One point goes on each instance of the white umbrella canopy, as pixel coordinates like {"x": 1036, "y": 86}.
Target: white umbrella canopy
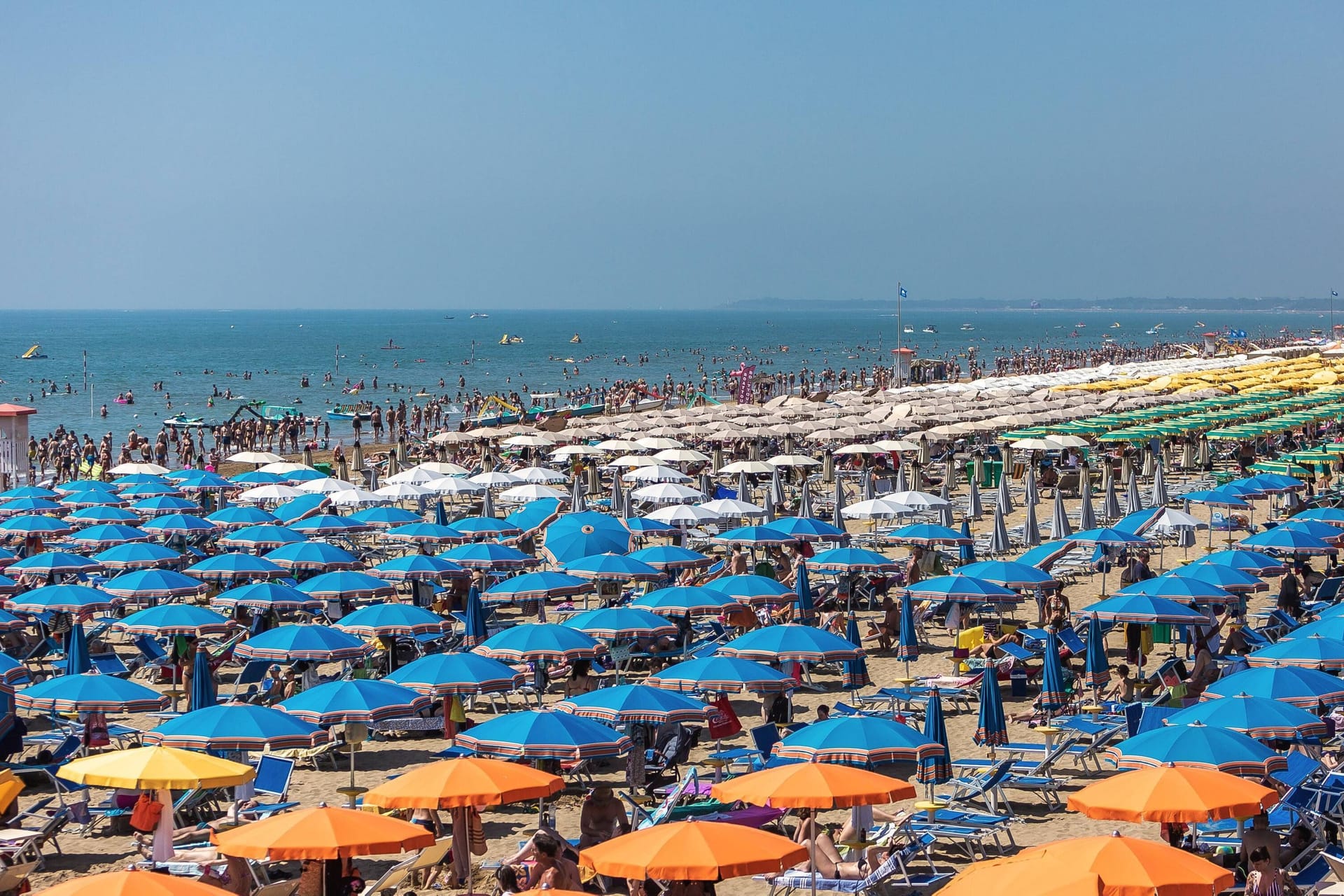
{"x": 324, "y": 486}
{"x": 255, "y": 457}
{"x": 270, "y": 492}
{"x": 656, "y": 475}
{"x": 533, "y": 492}
{"x": 131, "y": 469}
{"x": 748, "y": 466}
{"x": 668, "y": 493}
{"x": 454, "y": 485}
{"x": 540, "y": 476}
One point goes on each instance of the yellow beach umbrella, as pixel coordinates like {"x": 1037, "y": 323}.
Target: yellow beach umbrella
{"x": 163, "y": 770}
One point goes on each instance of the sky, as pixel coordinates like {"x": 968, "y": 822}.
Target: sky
{"x": 664, "y": 155}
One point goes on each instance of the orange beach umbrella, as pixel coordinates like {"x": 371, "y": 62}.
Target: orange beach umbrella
{"x": 692, "y": 850}
{"x": 323, "y": 833}
{"x": 457, "y": 783}
{"x": 1172, "y": 794}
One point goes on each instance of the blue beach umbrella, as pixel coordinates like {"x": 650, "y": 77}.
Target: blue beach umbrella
{"x": 582, "y": 535}
{"x": 202, "y": 694}
{"x": 991, "y": 724}
{"x": 539, "y": 641}
{"x": 52, "y": 564}
{"x": 172, "y": 620}
{"x": 137, "y": 556}
{"x": 241, "y": 516}
{"x": 855, "y": 671}
{"x": 359, "y": 700}
{"x": 680, "y": 601}
{"x": 853, "y": 561}
{"x": 262, "y": 538}
{"x": 625, "y": 704}
{"x": 473, "y": 625}
{"x": 1310, "y": 652}
{"x": 804, "y": 644}
{"x": 234, "y": 567}
{"x": 936, "y": 769}
{"x": 314, "y": 555}
{"x": 613, "y": 624}
{"x": 235, "y": 727}
{"x": 148, "y": 584}
{"x": 806, "y": 606}
{"x": 538, "y": 734}
{"x": 425, "y": 533}
{"x": 420, "y": 567}
{"x": 108, "y": 535}
{"x": 1053, "y": 696}
{"x": 859, "y": 741}
{"x": 90, "y": 692}
{"x": 347, "y": 584}
{"x": 1098, "y": 671}
{"x": 267, "y": 596}
{"x": 449, "y": 675}
{"x": 1300, "y": 687}
{"x": 1200, "y": 747}
{"x": 384, "y": 620}
{"x": 77, "y": 599}
{"x": 164, "y": 505}
{"x": 537, "y": 586}
{"x": 302, "y": 643}
{"x": 1254, "y": 716}
{"x": 77, "y": 650}
{"x": 671, "y": 556}
{"x": 721, "y": 675}
{"x": 613, "y": 567}
{"x": 752, "y": 589}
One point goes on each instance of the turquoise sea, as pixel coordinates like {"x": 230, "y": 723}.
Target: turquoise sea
{"x": 194, "y": 351}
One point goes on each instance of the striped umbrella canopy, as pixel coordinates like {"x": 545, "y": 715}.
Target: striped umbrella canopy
{"x": 382, "y": 620}
{"x": 620, "y": 622}
{"x": 314, "y": 555}
{"x": 62, "y": 598}
{"x": 90, "y": 692}
{"x": 539, "y": 641}
{"x": 234, "y": 567}
{"x": 267, "y": 596}
{"x": 539, "y": 734}
{"x": 106, "y": 535}
{"x": 680, "y": 601}
{"x": 144, "y": 584}
{"x": 537, "y": 586}
{"x": 1300, "y": 687}
{"x": 172, "y": 620}
{"x": 1053, "y": 695}
{"x": 752, "y": 589}
{"x": 52, "y": 564}
{"x": 1199, "y": 746}
{"x": 360, "y": 700}
{"x": 302, "y": 643}
{"x": 262, "y": 538}
{"x": 859, "y": 741}
{"x": 420, "y": 567}
{"x": 624, "y": 704}
{"x": 790, "y": 641}
{"x": 1257, "y": 718}
{"x": 991, "y": 724}
{"x": 721, "y": 675}
{"x": 448, "y": 675}
{"x": 1310, "y": 652}
{"x": 137, "y": 556}
{"x": 347, "y": 584}
{"x": 235, "y": 727}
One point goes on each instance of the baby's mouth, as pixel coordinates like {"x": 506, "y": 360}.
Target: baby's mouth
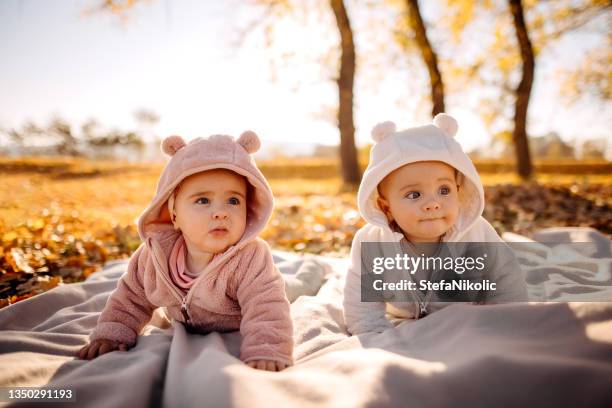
{"x": 432, "y": 219}
{"x": 219, "y": 231}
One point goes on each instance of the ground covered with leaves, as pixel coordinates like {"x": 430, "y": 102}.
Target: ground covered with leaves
{"x": 62, "y": 220}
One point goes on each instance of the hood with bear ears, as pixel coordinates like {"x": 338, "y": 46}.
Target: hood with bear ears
{"x": 201, "y": 154}
{"x": 435, "y": 142}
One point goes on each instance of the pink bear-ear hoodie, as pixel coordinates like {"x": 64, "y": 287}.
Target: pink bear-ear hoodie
{"x": 240, "y": 288}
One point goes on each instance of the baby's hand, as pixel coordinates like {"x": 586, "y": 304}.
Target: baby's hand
{"x": 268, "y": 365}
{"x": 100, "y": 346}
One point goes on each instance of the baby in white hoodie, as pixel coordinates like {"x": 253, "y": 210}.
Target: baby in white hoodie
{"x": 420, "y": 189}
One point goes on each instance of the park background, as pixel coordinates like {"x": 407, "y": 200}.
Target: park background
{"x": 89, "y": 88}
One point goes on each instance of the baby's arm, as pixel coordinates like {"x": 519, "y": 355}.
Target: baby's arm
{"x": 266, "y": 327}
{"x": 361, "y": 317}
{"x": 125, "y": 314}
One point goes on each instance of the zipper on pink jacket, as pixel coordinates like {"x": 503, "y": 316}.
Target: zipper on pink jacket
{"x": 182, "y": 298}
{"x": 184, "y": 310}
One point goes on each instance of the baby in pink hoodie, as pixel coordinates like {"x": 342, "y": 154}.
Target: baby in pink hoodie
{"x": 201, "y": 258}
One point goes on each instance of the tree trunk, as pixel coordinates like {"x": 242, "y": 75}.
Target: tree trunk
{"x": 348, "y": 152}
{"x": 429, "y": 56}
{"x": 523, "y": 91}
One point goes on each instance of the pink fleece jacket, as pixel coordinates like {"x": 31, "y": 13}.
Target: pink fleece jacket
{"x": 240, "y": 289}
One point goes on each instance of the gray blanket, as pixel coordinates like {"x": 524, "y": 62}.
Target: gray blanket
{"x": 536, "y": 354}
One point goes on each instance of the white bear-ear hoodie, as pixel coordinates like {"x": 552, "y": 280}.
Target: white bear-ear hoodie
{"x": 392, "y": 150}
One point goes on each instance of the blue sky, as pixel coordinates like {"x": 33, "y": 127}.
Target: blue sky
{"x": 177, "y": 59}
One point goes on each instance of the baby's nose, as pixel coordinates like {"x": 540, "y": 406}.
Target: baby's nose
{"x": 220, "y": 215}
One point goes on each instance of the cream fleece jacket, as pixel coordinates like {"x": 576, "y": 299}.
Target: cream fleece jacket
{"x": 393, "y": 149}
{"x": 239, "y": 289}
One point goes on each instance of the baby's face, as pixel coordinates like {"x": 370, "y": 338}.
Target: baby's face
{"x": 422, "y": 198}
{"x": 211, "y": 210}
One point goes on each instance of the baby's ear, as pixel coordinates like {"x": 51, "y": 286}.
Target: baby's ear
{"x": 250, "y": 141}
{"x": 383, "y": 205}
{"x": 172, "y": 144}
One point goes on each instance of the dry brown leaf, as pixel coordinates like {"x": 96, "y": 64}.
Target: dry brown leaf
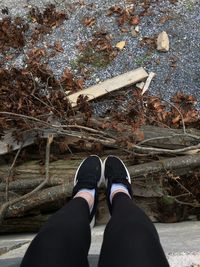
{"x": 121, "y": 45}
{"x": 89, "y": 21}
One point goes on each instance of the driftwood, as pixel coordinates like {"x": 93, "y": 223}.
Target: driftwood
{"x": 146, "y": 178}
{"x": 169, "y": 138}
{"x": 110, "y": 85}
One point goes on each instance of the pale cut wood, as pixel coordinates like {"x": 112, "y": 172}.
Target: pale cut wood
{"x": 110, "y": 85}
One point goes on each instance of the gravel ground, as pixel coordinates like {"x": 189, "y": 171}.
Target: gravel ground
{"x": 183, "y": 31}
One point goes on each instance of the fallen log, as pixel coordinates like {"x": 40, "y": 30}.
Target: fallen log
{"x": 158, "y": 137}
{"x": 110, "y": 85}
{"x": 35, "y": 220}
{"x": 64, "y": 170}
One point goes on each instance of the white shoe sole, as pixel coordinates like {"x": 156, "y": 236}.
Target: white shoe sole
{"x": 102, "y": 174}
{"x": 103, "y": 166}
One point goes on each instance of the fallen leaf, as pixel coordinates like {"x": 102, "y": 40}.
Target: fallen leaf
{"x": 121, "y": 45}
{"x": 89, "y": 22}
{"x": 134, "y": 21}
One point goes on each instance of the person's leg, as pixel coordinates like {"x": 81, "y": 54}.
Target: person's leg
{"x": 65, "y": 239}
{"x": 130, "y": 238}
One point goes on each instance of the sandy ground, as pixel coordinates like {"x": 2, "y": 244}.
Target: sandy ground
{"x": 183, "y": 29}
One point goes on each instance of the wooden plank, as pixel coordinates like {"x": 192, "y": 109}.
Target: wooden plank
{"x": 110, "y": 85}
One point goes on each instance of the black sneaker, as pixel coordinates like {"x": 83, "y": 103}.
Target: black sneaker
{"x": 89, "y": 176}
{"x": 115, "y": 171}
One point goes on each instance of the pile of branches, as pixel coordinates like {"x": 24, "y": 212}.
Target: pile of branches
{"x": 159, "y": 139}
{"x": 142, "y": 132}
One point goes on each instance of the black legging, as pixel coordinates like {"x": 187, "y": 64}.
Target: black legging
{"x": 130, "y": 238}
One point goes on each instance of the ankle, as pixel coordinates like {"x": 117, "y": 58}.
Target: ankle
{"x": 87, "y": 196}
{"x": 121, "y": 190}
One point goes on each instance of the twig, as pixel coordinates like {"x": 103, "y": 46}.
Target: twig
{"x": 10, "y": 171}
{"x": 148, "y": 81}
{"x": 5, "y": 206}
{"x": 178, "y": 110}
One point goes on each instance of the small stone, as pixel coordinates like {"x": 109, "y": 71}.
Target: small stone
{"x": 137, "y": 28}
{"x": 163, "y": 42}
{"x": 134, "y": 33}
{"x": 121, "y": 45}
{"x": 140, "y": 85}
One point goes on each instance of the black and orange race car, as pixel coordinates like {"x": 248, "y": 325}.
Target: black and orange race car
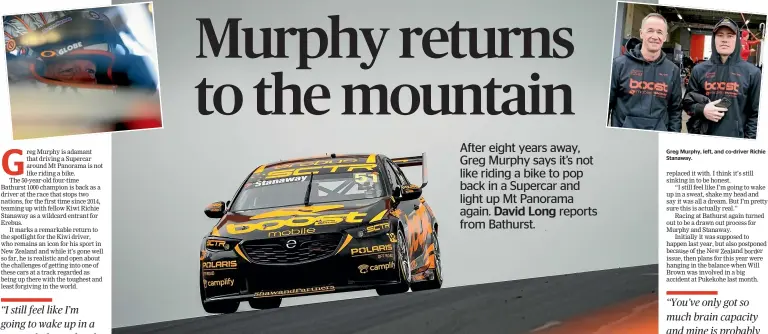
{"x": 320, "y": 225}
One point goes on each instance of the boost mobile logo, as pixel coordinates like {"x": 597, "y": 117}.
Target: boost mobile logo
{"x": 635, "y": 85}
{"x": 275, "y": 224}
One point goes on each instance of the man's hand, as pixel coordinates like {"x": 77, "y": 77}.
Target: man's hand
{"x": 713, "y": 113}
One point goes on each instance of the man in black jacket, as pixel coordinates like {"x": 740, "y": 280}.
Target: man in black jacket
{"x": 646, "y": 89}
{"x": 725, "y": 75}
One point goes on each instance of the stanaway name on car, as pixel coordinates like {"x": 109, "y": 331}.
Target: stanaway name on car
{"x": 279, "y": 181}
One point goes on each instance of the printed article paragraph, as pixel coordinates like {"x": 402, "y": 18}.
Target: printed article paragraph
{"x": 514, "y": 185}
{"x": 712, "y": 245}
{"x": 52, "y": 239}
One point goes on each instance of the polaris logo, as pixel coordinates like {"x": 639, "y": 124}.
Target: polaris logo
{"x": 279, "y": 181}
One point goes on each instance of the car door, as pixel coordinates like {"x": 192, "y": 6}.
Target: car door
{"x": 419, "y": 225}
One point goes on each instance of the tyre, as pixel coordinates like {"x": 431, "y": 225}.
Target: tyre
{"x": 404, "y": 268}
{"x": 437, "y": 280}
{"x": 265, "y": 303}
{"x": 217, "y": 307}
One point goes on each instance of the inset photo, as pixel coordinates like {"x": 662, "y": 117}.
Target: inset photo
{"x": 82, "y": 71}
{"x": 687, "y": 70}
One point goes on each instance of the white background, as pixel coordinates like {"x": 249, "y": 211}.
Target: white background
{"x": 94, "y": 300}
{"x": 685, "y": 141}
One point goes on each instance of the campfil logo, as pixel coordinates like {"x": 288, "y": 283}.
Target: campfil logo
{"x": 648, "y": 87}
{"x": 728, "y": 88}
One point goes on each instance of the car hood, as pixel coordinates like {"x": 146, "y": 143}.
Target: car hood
{"x": 291, "y": 220}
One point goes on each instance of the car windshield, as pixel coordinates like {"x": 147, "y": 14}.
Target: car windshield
{"x": 262, "y": 193}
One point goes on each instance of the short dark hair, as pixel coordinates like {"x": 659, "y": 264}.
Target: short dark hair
{"x": 656, "y": 15}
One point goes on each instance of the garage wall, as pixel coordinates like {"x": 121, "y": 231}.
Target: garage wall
{"x": 635, "y": 18}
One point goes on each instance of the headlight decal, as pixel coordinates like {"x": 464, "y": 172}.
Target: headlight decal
{"x": 240, "y": 252}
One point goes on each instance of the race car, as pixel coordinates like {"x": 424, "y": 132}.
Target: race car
{"x": 320, "y": 225}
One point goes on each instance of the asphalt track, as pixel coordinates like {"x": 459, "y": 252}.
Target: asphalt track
{"x": 506, "y": 307}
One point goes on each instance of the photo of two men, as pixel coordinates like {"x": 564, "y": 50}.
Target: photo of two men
{"x": 686, "y": 70}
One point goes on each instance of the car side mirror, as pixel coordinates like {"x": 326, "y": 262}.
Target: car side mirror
{"x": 410, "y": 192}
{"x": 215, "y": 210}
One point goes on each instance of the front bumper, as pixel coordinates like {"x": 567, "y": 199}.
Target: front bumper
{"x": 315, "y": 264}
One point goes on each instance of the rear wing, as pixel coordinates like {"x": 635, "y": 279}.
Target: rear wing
{"x": 420, "y": 160}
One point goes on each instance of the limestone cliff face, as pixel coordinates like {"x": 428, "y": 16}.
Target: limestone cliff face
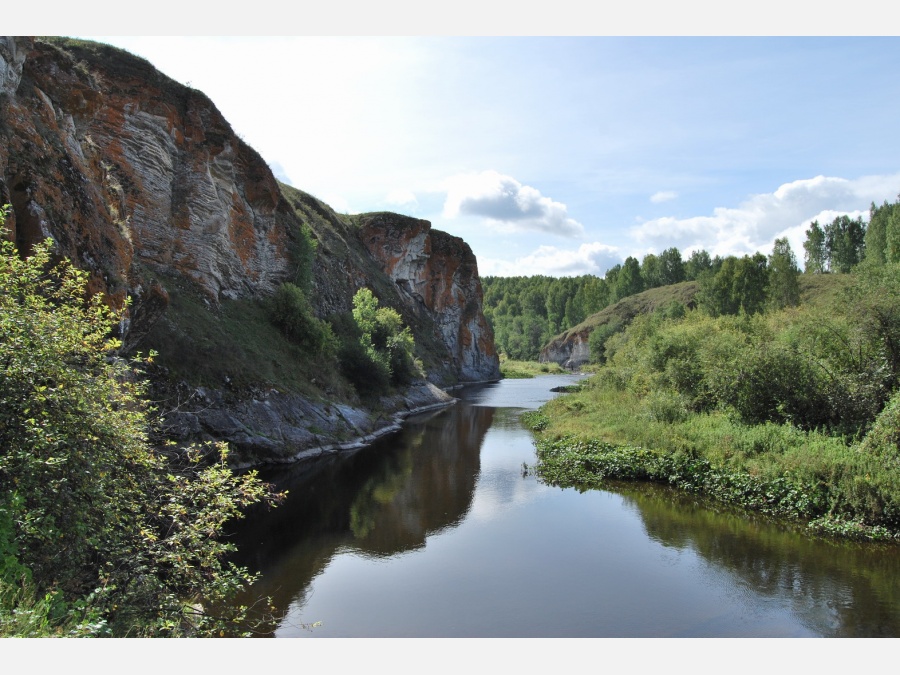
{"x": 130, "y": 172}
{"x": 141, "y": 181}
{"x": 570, "y": 351}
{"x": 437, "y": 275}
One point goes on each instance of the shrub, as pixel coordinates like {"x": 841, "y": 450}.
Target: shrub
{"x": 99, "y": 519}
{"x": 290, "y": 310}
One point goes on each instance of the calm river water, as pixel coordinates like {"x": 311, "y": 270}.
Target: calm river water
{"x": 436, "y": 531}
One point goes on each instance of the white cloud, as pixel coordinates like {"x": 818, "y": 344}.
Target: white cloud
{"x": 401, "y": 198}
{"x": 507, "y": 205}
{"x": 665, "y": 196}
{"x": 757, "y": 222}
{"x": 592, "y": 258}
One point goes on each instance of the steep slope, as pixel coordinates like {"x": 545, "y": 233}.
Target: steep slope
{"x": 140, "y": 181}
{"x": 571, "y": 349}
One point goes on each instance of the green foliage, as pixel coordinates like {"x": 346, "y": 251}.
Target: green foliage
{"x": 793, "y": 412}
{"x": 379, "y": 350}
{"x": 784, "y": 275}
{"x": 845, "y": 243}
{"x": 598, "y": 337}
{"x": 290, "y": 310}
{"x": 696, "y": 265}
{"x": 815, "y": 256}
{"x": 740, "y": 285}
{"x": 103, "y": 523}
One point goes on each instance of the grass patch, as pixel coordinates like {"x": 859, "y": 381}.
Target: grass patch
{"x": 236, "y": 347}
{"x": 600, "y": 433}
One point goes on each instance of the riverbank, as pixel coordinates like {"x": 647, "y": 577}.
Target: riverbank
{"x": 837, "y": 488}
{"x": 274, "y": 427}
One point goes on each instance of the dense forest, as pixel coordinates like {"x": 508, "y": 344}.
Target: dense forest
{"x": 780, "y": 392}
{"x": 527, "y": 312}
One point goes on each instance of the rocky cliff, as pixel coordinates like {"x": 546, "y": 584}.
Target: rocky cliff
{"x": 141, "y": 181}
{"x": 437, "y": 276}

☆ ☆ ☆ ☆ ☆ ☆ ☆

**TASK PROMPT:** Copy out verbatim the lines above, from the line containing "One point goes on each instance of the rocky" through the end of the entries, both ends included.

**CORRECT ANSWER:**
One point goes on each instance of the rocky cliff, as pixel coordinates like {"x": 546, "y": 584}.
Target: rocky cliff
{"x": 141, "y": 181}
{"x": 437, "y": 276}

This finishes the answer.